* _Problem details_
For the word "every", give the number of lines in these entries that contain it, with nothing else.

(Stored data)
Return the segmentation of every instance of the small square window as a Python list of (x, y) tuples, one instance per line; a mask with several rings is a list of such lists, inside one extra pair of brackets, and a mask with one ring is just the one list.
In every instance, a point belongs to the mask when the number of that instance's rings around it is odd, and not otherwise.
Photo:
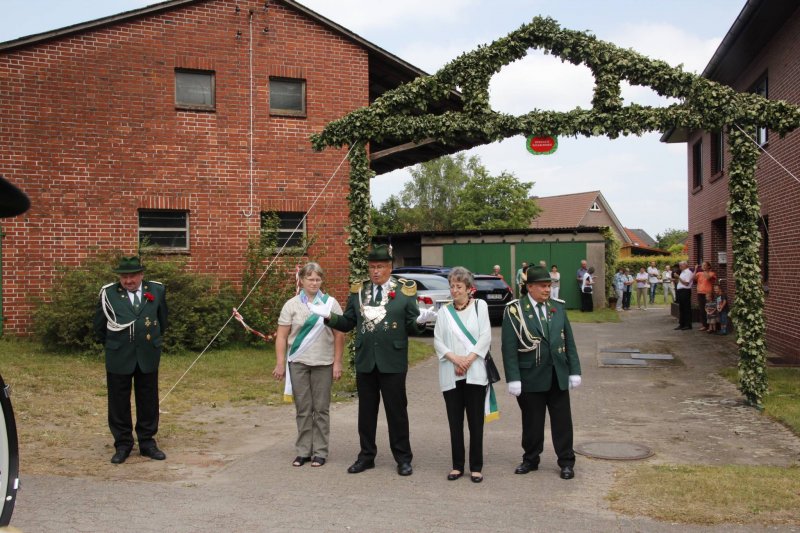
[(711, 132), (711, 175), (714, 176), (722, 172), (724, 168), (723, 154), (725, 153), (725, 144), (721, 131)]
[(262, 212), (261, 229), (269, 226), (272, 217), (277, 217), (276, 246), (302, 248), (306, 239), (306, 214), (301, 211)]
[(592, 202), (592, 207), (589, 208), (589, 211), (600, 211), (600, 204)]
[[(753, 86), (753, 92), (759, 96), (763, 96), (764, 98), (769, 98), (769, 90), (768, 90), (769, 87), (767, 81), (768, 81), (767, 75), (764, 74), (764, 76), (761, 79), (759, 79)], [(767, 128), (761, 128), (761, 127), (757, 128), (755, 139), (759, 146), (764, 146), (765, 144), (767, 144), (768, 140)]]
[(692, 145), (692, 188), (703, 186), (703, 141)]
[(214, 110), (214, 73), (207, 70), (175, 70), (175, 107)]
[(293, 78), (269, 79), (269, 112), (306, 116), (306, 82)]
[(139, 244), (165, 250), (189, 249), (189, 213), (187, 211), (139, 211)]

* _Solution for this task_
2